YOUR INSTRUCTIONS: Filter the listing below and copy out every line containing the string "foundation". Treat case as significant.

Coordinate labeling data:

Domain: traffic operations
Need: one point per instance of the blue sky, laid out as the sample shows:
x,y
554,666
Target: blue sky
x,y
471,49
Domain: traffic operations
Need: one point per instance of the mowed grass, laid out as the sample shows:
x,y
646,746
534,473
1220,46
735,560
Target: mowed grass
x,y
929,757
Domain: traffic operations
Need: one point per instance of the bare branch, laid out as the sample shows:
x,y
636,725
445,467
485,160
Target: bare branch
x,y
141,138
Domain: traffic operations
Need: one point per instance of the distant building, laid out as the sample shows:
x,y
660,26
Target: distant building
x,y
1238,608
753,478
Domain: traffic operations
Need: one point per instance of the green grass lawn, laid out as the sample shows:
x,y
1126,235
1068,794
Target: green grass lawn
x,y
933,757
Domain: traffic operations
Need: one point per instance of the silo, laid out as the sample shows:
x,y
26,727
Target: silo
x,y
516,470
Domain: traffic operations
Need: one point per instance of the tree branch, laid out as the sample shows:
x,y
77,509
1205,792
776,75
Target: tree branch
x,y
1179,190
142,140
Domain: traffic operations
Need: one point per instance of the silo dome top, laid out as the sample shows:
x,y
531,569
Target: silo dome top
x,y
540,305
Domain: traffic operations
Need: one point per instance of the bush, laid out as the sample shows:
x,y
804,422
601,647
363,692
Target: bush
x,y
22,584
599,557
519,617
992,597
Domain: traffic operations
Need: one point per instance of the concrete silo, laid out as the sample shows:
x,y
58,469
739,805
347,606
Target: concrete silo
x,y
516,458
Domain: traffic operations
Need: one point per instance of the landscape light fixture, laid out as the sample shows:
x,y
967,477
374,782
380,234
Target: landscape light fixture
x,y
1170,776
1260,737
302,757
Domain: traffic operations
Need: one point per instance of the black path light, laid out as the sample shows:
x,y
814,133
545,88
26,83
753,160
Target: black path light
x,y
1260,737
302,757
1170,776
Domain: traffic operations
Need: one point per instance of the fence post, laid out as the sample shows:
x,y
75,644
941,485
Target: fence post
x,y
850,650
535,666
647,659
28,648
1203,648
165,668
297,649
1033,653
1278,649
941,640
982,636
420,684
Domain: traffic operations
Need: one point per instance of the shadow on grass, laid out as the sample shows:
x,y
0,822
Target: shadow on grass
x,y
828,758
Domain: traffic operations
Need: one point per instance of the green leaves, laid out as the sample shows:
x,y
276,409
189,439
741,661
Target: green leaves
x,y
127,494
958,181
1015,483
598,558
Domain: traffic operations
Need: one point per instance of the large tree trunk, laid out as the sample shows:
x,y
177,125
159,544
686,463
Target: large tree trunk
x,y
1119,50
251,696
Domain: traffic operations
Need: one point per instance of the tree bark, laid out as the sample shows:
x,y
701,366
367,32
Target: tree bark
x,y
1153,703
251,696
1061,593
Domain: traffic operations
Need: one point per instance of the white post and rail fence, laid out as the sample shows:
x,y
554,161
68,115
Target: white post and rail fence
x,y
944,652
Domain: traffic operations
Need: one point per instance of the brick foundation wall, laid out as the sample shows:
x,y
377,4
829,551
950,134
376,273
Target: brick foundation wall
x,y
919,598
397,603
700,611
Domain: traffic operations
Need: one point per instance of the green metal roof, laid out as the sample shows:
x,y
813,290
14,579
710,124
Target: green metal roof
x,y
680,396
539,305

TASK ANSWER:
Need: one point per instance of the brick foundation wall, laid out as the sample shows:
Target: brick foundation wall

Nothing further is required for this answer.